Retype the records below exactly as they appear.
--- BEGIN Data for processing ---
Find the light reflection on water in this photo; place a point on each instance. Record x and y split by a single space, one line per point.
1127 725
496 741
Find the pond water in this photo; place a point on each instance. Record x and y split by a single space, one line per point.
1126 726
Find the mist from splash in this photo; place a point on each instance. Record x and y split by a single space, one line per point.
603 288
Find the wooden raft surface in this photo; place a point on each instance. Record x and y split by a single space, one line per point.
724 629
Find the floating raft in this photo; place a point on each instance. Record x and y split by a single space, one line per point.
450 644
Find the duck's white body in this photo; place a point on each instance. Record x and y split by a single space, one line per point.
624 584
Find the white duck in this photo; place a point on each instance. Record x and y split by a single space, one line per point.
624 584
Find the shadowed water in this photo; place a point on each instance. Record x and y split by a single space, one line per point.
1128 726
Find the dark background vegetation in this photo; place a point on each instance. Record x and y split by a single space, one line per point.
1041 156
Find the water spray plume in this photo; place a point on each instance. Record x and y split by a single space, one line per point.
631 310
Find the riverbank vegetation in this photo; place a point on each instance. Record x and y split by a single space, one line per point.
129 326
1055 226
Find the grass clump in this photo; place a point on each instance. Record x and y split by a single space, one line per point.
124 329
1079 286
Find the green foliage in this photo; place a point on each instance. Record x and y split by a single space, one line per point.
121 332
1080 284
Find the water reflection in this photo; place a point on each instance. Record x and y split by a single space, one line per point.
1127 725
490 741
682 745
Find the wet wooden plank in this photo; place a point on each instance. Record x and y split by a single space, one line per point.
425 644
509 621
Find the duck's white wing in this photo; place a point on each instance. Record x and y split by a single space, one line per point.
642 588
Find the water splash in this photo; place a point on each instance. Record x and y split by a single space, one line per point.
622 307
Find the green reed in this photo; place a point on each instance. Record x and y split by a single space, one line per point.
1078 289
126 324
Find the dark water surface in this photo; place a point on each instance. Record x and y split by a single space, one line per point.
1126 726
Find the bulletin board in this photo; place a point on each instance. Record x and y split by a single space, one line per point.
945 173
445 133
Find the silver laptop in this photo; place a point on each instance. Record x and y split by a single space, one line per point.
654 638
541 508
--- END Data for processing ---
Answer to this problem -
Find the light reflection on water in this photo; place a point on each instance. Record x and y split by a single space, one line per point.
1127 725
496 741
Find the pond water in this photo; place a point on each instance. Record x and y split by a single space, one line per point.
1126 726
Find the mist from splash in this photo; place a point on each instance. Record x and y split by a single space, one line per point.
603 288
Find the wooden raft surface in this photo; place a point on each instance. Record x and y split by a single space, one line per point.
724 629
Find the floating raft in this photo; place a point on each instance. Record x and y split by a single space, one line per point.
450 644
Find the duck's white body in this photo; place a point on each instance. Record x and y split by a single space, one line per point.
624 584
Find the white duck in this photo; place a point on each instance. Record x and y split by a single space, one line per point.
624 584
Find the shadowed water in this photo; place a point on each instance. Record x and y split by a single space, one line per point.
1128 726
Find the dark background vegetation in this photo; place a point on each instance. Record x and y split by a single space, one line per point.
1041 156
Find the water spray plume in this photo; place a point on each instance. Record x and y split by a single space, one line per point.
631 310
Find the riverbank vegetation in this photo; place a point on each instance. Record x and y split by a single space, one line per point.
129 326
1055 226
Find the grass clump in this photo; place a point on each instance. Record x and y split by a single space, one line per point.
124 329
1079 286
Find the green foliage in this photo; place a point on each instance. Record x and y split by a single space, one line per point.
121 332
1080 284
Find the water reflection in this photo; place a point on each instance. Record x and y split by a single space, one line per point.
1127 725
490 741
682 745
Find the wet wooden plank in this photo; place a point on each instance. Record x and y split by a single space, one line per point.
425 644
509 621
Find the duck's white wing in this photo; place a point on each instance. Record x and y split by a single space, one line per point.
642 588
Find the water splash in this photo; place a point on each instance. Record x and y split by a single space, one line per point.
622 307
Find the green reed in this photo; place a point on each instance. Record x and y split by a single space, one line per point.
1078 289
126 324
Find the dark water surface in this photo; place a point on each instance. Record x and y split by a single space, one line per point.
1126 726
Find the bulletin board in this photo; place a point on each instance. Record x and y split by a single space, one line per point.
945 173
445 133
Find the silver laptop in this photo; place a point on each instance. Record x and y split by a single space, one line per point.
654 638
541 508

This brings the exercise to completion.